======== PAGE EXCERPT

Tarek Ziadé wrote:
2009/11/25 M.-A. Lemburg
: M.-A. Lemburg wrote:
Could we extend the pseudo-format of the versions a little to also include variants which use more than just one character and also allow hyphens and spaces to be used for additional clarity ?
VERSION_RE = re.compile(r''' ^ (?P<version>\d+\.\d+) # minimum 'N.N' (?P<extraversion>(?:\.\d+)*) # any number of extra '.N' segments (?: [- .]* (?P<prerel>[a-z]+) # 'a'=alpha, 'b'=beta, 'c'=release candidate [- .]* (?P<prerelversion>\d+(?:\.\d+)*) )? (?P<postdev> ([- .]*post[- .]*(?P<post>\d+))? ([- .]*dev[- .]*(?P<dev>\d+))? )? $''', re.VERBOSE + re.I)
The pre-release marker would then be interpreted in alphabetical order, ie. 'alpha' < 'beta' < 'rc'.
This minor change would broaden the scope of the scheme somewhat and make it more compatible to what's being used outside the python-dev sphere (esp. with respect to 'c' standing for release candidate... unless you happen to read it as gamma ;-).
... and even python-dev has switched to "rc" for these:
http://www.python.org/dev/peps/pep-0361/
The added optional hypens and spaces make the versions more readable, IMHO.

================

TASKS TO PERFORM:
(a) In the message, in what order would the pre-release markers be interpreted?
(b) Can you write out the stretch of the message from "The pre-release marker" through "more readable, IMHO.", substituting "legible" for "readable"?
The items after this point come from a separate source, unrelated to the message.

======== DATASET ENTRIES

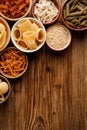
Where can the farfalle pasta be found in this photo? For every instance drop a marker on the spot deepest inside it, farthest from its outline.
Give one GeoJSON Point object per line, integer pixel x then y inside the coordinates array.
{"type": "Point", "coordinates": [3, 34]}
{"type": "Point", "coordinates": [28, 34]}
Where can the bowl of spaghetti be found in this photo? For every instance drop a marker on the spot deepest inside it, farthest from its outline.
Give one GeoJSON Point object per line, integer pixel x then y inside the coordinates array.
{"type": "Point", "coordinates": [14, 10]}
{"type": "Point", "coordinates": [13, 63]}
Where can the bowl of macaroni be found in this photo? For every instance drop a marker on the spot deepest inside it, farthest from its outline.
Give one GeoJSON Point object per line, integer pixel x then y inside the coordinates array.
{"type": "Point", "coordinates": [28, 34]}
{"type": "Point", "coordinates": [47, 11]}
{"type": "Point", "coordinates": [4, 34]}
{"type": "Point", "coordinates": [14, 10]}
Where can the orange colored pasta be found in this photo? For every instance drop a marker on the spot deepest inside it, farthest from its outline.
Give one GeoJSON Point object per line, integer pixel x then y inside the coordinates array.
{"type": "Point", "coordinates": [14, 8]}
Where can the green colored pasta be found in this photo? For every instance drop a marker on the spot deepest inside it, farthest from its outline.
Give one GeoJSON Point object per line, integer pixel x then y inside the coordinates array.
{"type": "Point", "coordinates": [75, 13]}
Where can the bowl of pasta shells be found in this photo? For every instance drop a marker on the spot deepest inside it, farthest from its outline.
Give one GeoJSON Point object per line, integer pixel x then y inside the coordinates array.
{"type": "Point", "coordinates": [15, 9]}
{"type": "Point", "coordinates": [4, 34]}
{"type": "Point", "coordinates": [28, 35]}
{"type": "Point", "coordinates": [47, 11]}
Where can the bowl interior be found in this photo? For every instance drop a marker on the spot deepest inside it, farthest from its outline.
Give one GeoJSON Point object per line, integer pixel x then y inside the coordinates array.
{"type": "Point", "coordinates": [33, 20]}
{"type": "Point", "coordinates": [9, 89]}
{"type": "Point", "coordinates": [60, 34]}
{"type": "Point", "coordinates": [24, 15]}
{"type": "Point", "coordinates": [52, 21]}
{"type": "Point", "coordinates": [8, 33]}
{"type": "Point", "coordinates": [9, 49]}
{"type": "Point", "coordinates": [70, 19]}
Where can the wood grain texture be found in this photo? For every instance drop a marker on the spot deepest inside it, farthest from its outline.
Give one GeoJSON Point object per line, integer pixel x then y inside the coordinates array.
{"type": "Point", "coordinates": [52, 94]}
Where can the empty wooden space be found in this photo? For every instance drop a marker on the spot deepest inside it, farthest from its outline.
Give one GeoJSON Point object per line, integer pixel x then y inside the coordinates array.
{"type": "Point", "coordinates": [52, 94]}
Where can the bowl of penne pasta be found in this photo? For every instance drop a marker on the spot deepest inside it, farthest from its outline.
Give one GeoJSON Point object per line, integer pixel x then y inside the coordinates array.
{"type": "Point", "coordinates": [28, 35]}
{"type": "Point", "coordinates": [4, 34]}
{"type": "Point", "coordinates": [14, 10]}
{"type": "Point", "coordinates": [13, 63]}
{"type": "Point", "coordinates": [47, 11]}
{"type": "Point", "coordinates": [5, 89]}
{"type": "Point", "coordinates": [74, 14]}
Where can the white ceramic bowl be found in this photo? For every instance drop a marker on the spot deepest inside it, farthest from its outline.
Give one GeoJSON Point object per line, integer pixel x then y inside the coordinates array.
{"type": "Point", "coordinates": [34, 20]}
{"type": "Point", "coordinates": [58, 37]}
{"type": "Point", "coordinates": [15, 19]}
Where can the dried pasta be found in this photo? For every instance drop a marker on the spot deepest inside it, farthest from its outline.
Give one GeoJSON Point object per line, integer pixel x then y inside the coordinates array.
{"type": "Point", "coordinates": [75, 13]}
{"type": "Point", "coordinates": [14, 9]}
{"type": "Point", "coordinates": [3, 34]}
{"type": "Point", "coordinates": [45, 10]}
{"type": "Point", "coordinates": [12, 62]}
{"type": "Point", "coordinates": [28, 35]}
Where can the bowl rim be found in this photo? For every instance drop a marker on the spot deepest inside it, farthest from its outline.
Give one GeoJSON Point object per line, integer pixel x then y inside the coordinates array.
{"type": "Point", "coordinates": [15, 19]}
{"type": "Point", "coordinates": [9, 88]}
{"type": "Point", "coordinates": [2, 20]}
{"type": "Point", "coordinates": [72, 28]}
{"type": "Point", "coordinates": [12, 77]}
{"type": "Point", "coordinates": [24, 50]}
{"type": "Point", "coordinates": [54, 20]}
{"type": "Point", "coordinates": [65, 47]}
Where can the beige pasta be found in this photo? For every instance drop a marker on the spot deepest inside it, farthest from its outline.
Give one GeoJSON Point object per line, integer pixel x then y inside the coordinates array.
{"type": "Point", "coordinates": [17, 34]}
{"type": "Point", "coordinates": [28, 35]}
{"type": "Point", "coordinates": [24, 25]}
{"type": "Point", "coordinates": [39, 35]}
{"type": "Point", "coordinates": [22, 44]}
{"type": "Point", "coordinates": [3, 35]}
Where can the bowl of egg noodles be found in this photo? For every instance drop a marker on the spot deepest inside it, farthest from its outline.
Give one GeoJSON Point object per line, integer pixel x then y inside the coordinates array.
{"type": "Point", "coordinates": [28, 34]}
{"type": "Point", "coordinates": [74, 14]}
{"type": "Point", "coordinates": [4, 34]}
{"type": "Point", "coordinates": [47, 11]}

================

TASK RESULTS:
(a) In alphabetical order: 'alpha' < 'beta' < 'rc'.

(b)
The pre-release marker would then be interpreted in alphabetical order, ie. 'alpha' < 'beta' < 'rc'.
This minor change would broaden the scope of the scheme somewhat and make it more compatible to what's being used outside the python-dev sphere (esp. with respect to 'c' standing for release candidate... unless you happen to read it as gamma ;-).
... and even python-dev has switched to "rc" for these:
http://www.python.org/dev/peps/pep-0361/
The added optional hypens and spaces make the versions more legible, IMHO.